-- Data supplied follows --

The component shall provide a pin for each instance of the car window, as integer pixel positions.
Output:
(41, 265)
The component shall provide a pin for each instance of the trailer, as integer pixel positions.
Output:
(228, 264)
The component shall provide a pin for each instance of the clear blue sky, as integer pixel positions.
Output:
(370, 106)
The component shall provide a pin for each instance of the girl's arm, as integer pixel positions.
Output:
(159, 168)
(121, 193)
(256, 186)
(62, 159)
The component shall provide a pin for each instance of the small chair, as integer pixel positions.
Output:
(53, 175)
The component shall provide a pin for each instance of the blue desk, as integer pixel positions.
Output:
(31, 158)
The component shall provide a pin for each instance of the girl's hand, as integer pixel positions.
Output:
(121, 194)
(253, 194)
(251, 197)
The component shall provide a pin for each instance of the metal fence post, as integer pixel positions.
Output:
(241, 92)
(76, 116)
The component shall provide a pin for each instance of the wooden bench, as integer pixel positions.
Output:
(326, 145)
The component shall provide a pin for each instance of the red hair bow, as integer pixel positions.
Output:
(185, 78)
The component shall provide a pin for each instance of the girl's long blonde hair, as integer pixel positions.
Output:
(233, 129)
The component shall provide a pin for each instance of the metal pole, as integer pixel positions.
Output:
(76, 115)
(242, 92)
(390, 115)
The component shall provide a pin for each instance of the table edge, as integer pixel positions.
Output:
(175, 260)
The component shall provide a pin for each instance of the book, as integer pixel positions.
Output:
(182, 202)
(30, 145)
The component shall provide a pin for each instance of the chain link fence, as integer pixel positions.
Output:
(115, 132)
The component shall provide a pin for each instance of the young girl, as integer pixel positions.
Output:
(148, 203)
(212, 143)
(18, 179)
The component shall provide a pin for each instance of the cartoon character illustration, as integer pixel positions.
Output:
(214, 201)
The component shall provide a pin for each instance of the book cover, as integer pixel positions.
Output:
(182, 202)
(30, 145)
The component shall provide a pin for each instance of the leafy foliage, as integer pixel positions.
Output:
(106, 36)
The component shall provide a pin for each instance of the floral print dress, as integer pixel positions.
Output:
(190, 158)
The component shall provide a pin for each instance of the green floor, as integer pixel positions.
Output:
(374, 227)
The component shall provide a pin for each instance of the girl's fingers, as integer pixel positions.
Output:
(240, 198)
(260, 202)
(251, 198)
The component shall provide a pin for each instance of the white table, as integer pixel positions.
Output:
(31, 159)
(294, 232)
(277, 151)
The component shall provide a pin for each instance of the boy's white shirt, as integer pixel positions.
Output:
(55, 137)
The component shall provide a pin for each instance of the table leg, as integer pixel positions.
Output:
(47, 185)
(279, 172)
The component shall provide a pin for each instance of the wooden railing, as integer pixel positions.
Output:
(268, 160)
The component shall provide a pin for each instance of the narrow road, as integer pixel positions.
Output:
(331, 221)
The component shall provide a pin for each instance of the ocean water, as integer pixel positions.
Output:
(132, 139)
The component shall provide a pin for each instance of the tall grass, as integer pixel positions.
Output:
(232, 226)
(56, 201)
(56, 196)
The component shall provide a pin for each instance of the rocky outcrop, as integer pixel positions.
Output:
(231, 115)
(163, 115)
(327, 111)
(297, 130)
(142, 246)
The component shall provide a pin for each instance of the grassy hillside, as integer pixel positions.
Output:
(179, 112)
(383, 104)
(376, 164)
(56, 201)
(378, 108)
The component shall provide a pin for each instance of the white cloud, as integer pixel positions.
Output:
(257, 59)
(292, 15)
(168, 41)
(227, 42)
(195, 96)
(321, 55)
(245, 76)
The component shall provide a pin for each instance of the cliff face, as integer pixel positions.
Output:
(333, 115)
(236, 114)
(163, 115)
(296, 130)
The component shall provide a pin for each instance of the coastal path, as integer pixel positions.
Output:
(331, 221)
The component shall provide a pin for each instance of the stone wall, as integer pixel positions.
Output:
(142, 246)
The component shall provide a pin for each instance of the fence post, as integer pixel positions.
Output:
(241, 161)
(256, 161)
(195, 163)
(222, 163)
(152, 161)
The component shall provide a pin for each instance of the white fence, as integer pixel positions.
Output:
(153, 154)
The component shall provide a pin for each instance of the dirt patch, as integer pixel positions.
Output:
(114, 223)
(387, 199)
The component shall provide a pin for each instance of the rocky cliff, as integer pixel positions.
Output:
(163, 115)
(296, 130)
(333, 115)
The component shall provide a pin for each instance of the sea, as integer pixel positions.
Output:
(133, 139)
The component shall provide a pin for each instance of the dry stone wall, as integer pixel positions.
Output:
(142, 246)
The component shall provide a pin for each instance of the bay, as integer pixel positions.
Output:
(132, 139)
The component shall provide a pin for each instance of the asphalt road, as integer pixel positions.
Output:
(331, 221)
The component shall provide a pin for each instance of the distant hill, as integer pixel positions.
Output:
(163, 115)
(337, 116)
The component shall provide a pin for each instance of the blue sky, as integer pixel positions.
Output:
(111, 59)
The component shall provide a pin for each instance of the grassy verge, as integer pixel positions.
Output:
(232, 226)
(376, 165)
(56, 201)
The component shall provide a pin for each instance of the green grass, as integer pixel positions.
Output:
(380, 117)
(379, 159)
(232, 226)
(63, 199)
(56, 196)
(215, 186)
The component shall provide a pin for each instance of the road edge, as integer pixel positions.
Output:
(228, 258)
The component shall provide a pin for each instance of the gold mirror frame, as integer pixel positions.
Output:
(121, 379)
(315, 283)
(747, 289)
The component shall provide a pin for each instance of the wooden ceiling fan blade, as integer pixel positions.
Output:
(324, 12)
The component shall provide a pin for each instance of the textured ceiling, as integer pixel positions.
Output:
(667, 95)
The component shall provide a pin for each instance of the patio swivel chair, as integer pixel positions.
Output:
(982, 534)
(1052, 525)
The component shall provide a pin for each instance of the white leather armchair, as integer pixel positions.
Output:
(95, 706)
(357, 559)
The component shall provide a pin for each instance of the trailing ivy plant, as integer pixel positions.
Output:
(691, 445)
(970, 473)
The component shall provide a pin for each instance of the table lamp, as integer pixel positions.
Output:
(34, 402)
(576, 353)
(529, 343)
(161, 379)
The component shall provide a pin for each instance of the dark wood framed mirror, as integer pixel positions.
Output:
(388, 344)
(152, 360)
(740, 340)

-- Data supplied concluded --

(What you should do): Restating every entry above word for word is the whole task.

(Response for this exercise):
The component shall provide a pin for each instance of the car window, as integer pixel positions.
Output:
(41, 265)
The component shall provide a pin for each instance of the trailer, as integer pixel positions.
Output:
(228, 264)
The component shall provide a pin for each instance of the clear blue sky, as integer pixel positions.
Output:
(370, 106)
The component shall provide a pin for each instance of the girl's arm, as integer pixel positions.
Output:
(159, 168)
(121, 193)
(256, 186)
(62, 159)
The component shall provide a pin for each instance of the small chair, as integer pixel positions.
Output:
(53, 175)
The component shall provide a pin for each instance of the blue desk, as integer pixel positions.
Output:
(31, 158)
The component shall provide a pin for each instance of the girl's hand, as integer pixel positions.
Output:
(121, 194)
(253, 194)
(251, 197)
The component shall provide a pin for each instance of the metal fence post, as integer pixel positions.
Output:
(241, 92)
(76, 116)
The component shall provide a pin for each instance of the wooden bench, as integer pixel positions.
Output:
(326, 145)
The component shall provide a pin for each instance of the red hair bow, as integer pixel positions.
Output:
(185, 78)
The component shall provide a pin for each instance of the girl's long blonde hair, as integer pixel positions.
Output:
(233, 129)
The component shall provide a pin for each instance of the metal pole, as integer pixel positions.
Output:
(76, 115)
(242, 92)
(390, 115)
The component shall provide a pin for each instance of the table edge, as integer pixel positions.
Output:
(175, 260)
The component shall provide a pin for each instance of the book, as integer pixel positions.
Output:
(182, 202)
(30, 145)
The component shall provide a pin for each instance of the chain link fence, as integer pixel positions.
Output:
(115, 132)
The component shall provide a pin for each instance of the young girl, as integer pixel positions.
Output:
(148, 203)
(212, 143)
(18, 179)
The component shall provide a pin for each instance of the cartoon character illustration, as integer pixel positions.
Output:
(214, 201)
The component shall provide a pin for each instance of the book cover, as integer pixel positions.
Output:
(182, 202)
(30, 145)
The component shall provide a pin for each instance of the leafy foliage, as integer pixel positions.
Output:
(106, 36)
The component shall provide a pin for each instance of the floral print dress, as integer pixel positions.
Output:
(190, 158)
The component shall provide a pin for each instance of the green floor, as integer pixel positions.
Output:
(374, 227)
The component shall provide a pin for each instance of the girl's fingers, as integer pixel positions.
Output:
(240, 198)
(260, 202)
(251, 198)
The component shall provide a pin for each instance of the white table, as integer pixel positions.
Output:
(31, 159)
(294, 232)
(277, 151)
The component shall provide a pin for each instance of the boy's white shirt, as integer pixel positions.
Output:
(55, 137)
The component shall provide a pin for each instance of the table leg, as integer pixel positions.
Output:
(47, 185)
(279, 172)
The component shall provide a pin for each instance of the wooden railing, as integer pixel positions.
Output:
(268, 160)
The component shall provide a pin for each instance of the narrow road, as integer pixel positions.
Output:
(331, 221)
The component shall provide a pin for each instance of the ocean water, as integer pixel positions.
Output:
(132, 139)
The component shall provide a pin for each instance of the tall grass, as integer pixel positions.
Output:
(232, 226)
(56, 201)
(56, 196)
The component shall provide a pin for each instance of the rocky outcrop, as integer pixel positions.
Output:
(231, 115)
(163, 115)
(327, 111)
(297, 130)
(142, 246)
The component shall provide a pin for each instance of the grassy hillside, as integer pixel positions.
Output:
(179, 112)
(383, 104)
(376, 164)
(56, 201)
(378, 108)
The component shall provide a pin for each instance of the white cloud, as integer pixel positions.
Output:
(257, 59)
(292, 15)
(168, 41)
(227, 42)
(195, 96)
(321, 55)
(245, 76)
The component shall provide a pin for each instance of the cliff face, as integer pixel positions.
Output:
(333, 115)
(236, 114)
(163, 115)
(296, 130)
The component shall provide a pin for each instance of the coastal path, as integer pixel positions.
Output:
(331, 221)
The component shall provide a pin for each instance of the stone wall, as integer pixel positions.
Output:
(142, 246)
The component shall provide a pin for each instance of the fence post, as integer pixel positions.
Output:
(241, 161)
(256, 161)
(195, 163)
(222, 163)
(152, 161)
The component shall provide a pin for each instance of the white fence, as integer pixel positions.
Output:
(153, 154)
The component shall provide a pin for each instance of the dirt patch, as integer pixel positions.
Output:
(114, 223)
(387, 199)
The component shall provide a pin for each instance of the rocky cliff, as integer pixel positions.
Output:
(163, 115)
(296, 130)
(333, 115)
The component shall provide a pin for each instance of the sea, as integer pixel positions.
Output:
(133, 139)
The component shall provide a pin for each instance of the dry stone wall, as integer pixel positions.
Output:
(142, 246)
The component shall provide a pin for each instance of the bay, as integer pixel positions.
Output:
(132, 139)
The component shall provide a pin for each instance of the asphalt road, as integer pixel positions.
Output:
(331, 221)
The component shall provide a pin for each instance of the distant hill, as integer pixel positions.
Output:
(163, 115)
(337, 116)
The component shall provide a pin for each instance of the blue sky, as integer pixel positions.
Output:
(111, 59)
The component shall provide a pin for each instance of the grassy verge, as integer pixel positions.
Output:
(232, 226)
(376, 165)
(56, 201)
The component shall provide a pin for each instance of the green grass, as integer pixel positions.
Output:
(380, 117)
(379, 159)
(232, 226)
(63, 199)
(56, 196)
(215, 186)
The component shall provide a pin for each instance of the road edge, as integer pixel positions.
Output:
(228, 258)
The component shall provide a pin for each instance of the gold mirror frame, as integer pixel positions.
Output:
(121, 379)
(315, 283)
(747, 289)
The component shall provide a pin for each instance of the wooden ceiling fan blade, as integer pixel positions.
Output:
(324, 12)
The component shall provide a pin for each instance of the textured ceiling, as integer pixel positions.
Output:
(667, 95)
The component shall provide a pin for each instance of the patio swivel chair, as integer pixel positions.
Output:
(982, 534)
(1052, 525)
The component shall provide a pin for each instance of the white leather armchair, as integer pixel positions.
Output:
(95, 706)
(357, 559)
The component shall provide a pin for each instance of the trailing ivy plant, as integer pixel positions.
Output:
(691, 445)
(970, 473)
The component shall provide a pin for each instance of the table lamp, as integer pixel positions.
Output:
(34, 402)
(576, 353)
(529, 343)
(161, 379)
The component shall provide a pin for each instance of the dark wood framed mirror, as integer pixel positions.
Output:
(388, 344)
(152, 360)
(740, 340)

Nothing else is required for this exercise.